Short problem: Collect every line in the material below that holds the word "green" and copy each of those lines in full.

Material for this task:
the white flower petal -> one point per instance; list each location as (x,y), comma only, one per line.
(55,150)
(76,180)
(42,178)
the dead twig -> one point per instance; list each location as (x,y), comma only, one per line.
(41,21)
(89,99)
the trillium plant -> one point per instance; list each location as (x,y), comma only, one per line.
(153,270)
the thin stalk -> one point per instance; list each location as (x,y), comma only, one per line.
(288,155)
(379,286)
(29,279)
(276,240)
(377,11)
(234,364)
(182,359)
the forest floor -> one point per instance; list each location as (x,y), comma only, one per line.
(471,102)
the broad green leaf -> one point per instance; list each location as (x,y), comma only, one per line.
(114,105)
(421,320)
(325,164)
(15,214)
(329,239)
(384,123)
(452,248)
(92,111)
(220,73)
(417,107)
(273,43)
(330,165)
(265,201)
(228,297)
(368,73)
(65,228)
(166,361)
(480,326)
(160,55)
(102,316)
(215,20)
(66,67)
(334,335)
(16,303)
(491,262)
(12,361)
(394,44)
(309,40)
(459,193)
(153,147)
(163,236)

==

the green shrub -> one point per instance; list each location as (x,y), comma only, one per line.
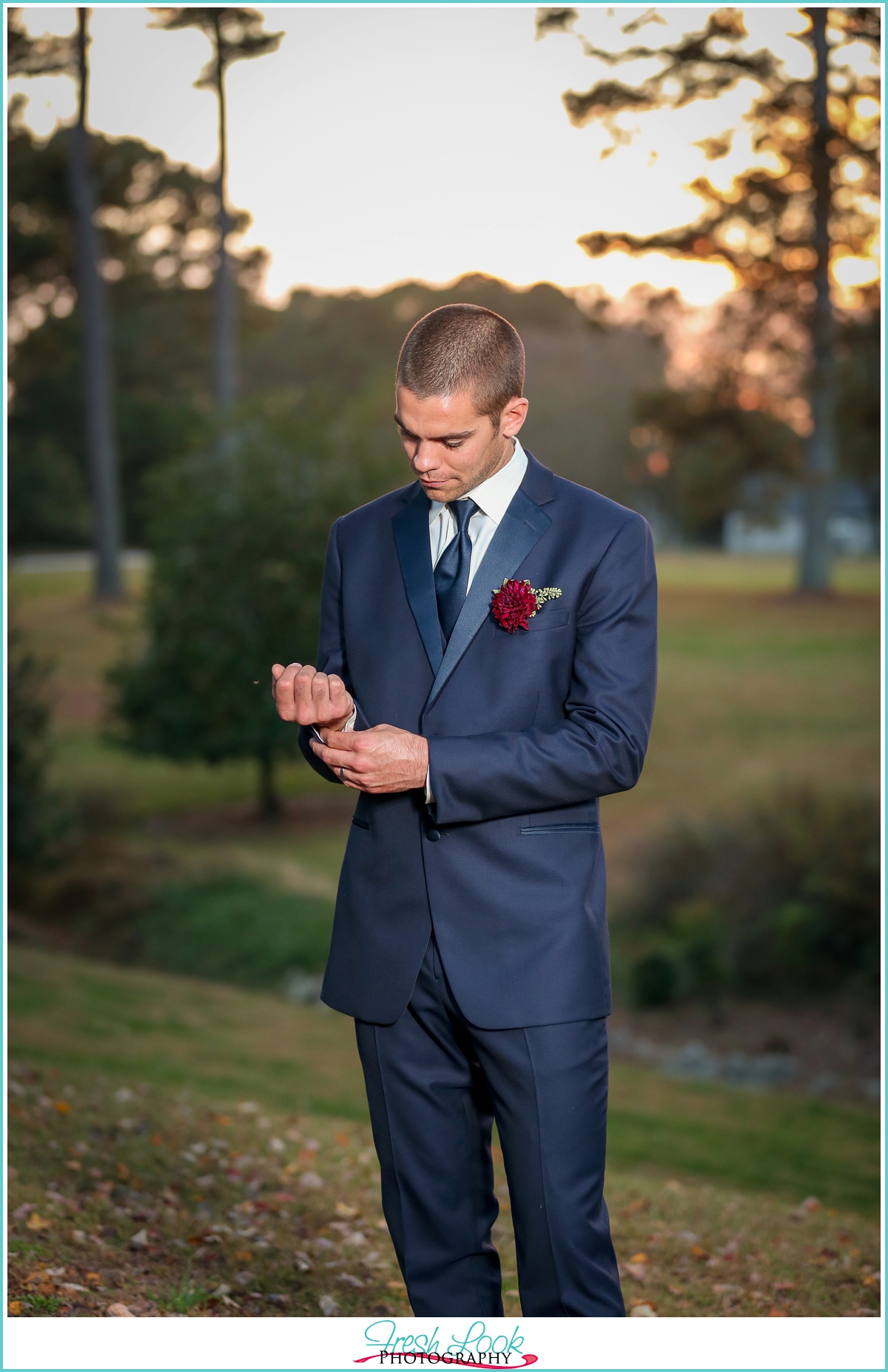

...

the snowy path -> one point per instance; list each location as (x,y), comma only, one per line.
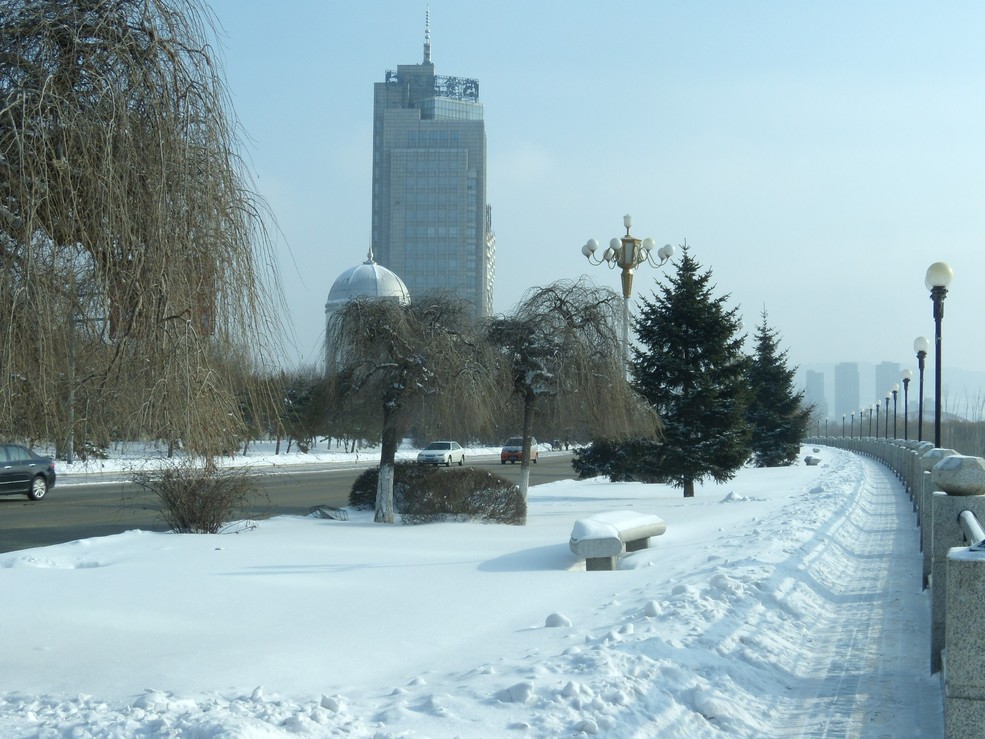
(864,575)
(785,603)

Reply to the exercise:
the broad green leaf -> one point per instance; list each location as (x,y), comma only, one per line.
the green shrub -> one point per instance; list each location as (x,y), comma only, one per line.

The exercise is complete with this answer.